**Excerpt**
Then we'll see how long Barnhart can keep pretending the contract he created isn't strangling the program to death.
The buyout says Stoops is safe.
The scoreboard says otherwise.
Dave Aranda (Baylor) - The Coach Everyone Likes Too Much To Fire
Dave Aranda's seat at Baylor was scorching hot at the start of the 2024 season.
Then he pulled off one of the remarkable mid-season turnarounds in college football. The Bears started 2-4. His job was hanging by a thread. Then Baylor rattled off six straight wins, finished 8-5, and suddenly Aranda wasn't getting fired anymore.
He had coached himself to safety.
Or so everyone thought.
Fast forward to 2025, and the pattern is repeating itself.
Aranda is now 35-34 overall at Baylor and 23-27 in conference play over six seasons. His one brilliant year, the 12-2 Big 12 Championship season in 2021, was mainly built with Matt Rhule's leftover roster.
Since then? The Bears are 21-25 overall and 14-19 in Big 12 play.
Three of his six seasons have finished below .500. The defense, supposedly his specialty as one of the best defensive coordinators in the country, ranks 118th nationally in scoring defense. They're allowing 31.4 points per game.
And here's the brutal part: Aranda IS the defensive coordinator now. He took over play-calling duties himself to try to fix it.
It hasn't worked.
But here's why Aranda keeps surviving: everyone in college football likes him.
The buyout is estimated at $12 million. Not Kentucky money. Not prohibitively expensive. Baylor could afford to move on if it wanted to.
But Athletic Director Mack Rhoades doesn't want to.
Aranda is respected across the industry. He's considered one of the brightest defensive minds in football. He's well-liked by coaches, administrators, and media members. He says the right things. He does things the right way.
This creates a situation in which Baylor keeps giving him chances even though the results don't justify them.
The numbers tell a different story from the reputation.
The defense, Aranda's specialty, is a disaster. Since 2022, the Bears have allowed 28.9 points per game. They're 112th in rushing defense, 106th in total defense, 123rd in sacks, and 111th in tackles for loss.
If Aranda were just the defensive coordinator, he'd already be fired.
But because he's the head coach who won a Big 12 Championship four years ago, and because everyone in college football genuinely likes and respects him, Baylor keeps finding reasons to bring him back.
The contract runs through 2029. Rhoades extended Aranda after that magical 2021 season, convinced he'd found his guy.
Now? McLane Stadium is half-empty. Fans are furious. And the defense keeps getting shredded by offenses that looked mediocre against everyone else.

**Required tasks**
A) For each statement, say yes or no to whether it agrees with the Aranda excerpt, and quote the words that decide it: (i) Baylor finished the 2024 season at 8-5. (ii) Aranda's buyout is estimated at $20 million. (iii) Aranda's contract runs through 2029.
B) From the Aranda excerpt, extract the part that opens with the words containing "Then he pulled" and closes with "Big 12 play.".
You won't need the lines that come after the Aranda excerpt.

**Data provided**
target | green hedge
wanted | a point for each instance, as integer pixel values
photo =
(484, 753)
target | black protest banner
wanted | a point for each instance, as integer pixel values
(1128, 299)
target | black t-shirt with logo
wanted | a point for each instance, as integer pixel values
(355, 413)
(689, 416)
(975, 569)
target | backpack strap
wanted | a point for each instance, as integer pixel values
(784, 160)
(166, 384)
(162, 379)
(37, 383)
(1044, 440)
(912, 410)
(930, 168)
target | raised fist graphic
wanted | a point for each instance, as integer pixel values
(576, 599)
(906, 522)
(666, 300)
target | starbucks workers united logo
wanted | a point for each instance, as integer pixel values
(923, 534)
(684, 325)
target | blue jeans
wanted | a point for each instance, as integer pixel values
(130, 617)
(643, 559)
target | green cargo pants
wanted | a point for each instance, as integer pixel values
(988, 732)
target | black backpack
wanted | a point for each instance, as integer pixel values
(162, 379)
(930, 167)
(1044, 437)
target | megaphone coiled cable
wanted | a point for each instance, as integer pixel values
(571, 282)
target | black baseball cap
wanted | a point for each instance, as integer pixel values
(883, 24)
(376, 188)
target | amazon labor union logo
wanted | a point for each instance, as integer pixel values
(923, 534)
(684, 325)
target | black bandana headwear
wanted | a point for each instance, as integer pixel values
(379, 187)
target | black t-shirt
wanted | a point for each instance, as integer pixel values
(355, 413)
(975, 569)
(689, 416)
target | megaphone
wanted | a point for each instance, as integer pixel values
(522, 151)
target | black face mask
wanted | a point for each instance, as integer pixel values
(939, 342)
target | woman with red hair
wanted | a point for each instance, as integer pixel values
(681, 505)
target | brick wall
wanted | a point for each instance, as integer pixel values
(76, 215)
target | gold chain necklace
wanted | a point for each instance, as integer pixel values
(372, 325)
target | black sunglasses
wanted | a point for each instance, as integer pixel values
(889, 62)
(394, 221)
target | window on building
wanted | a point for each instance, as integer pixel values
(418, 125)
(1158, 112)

**Problem solutions**
A)
(i) Yes: "finished 8-5"
(ii) No: "The buyout is estimated at $12 million."
(iii) Yes: "The contract runs through 2029."

B)
Then he pulled off one of the remarkable mid-season turnarounds in college football. The Bears started 2-4. His job was hanging by a thread. Then Baylor rattled off six straight wins, finished 8-5, and suddenly Aranda wasn't getting fired anymore.
He had coached himself to safety.
Or so everyone thought.
Fast forward to 2025, and the pattern is repeating itself.
Aranda is now 35-34 overall at Baylor and 23-27 in conference play over six seasons. His one brilliant year, the 12-2 Big 12 Championship season in 2021, was mainly built with Matt Rhule's leftover roster.
Since then? The Bears are 21-25 overall and 14-19 in Big 12 play.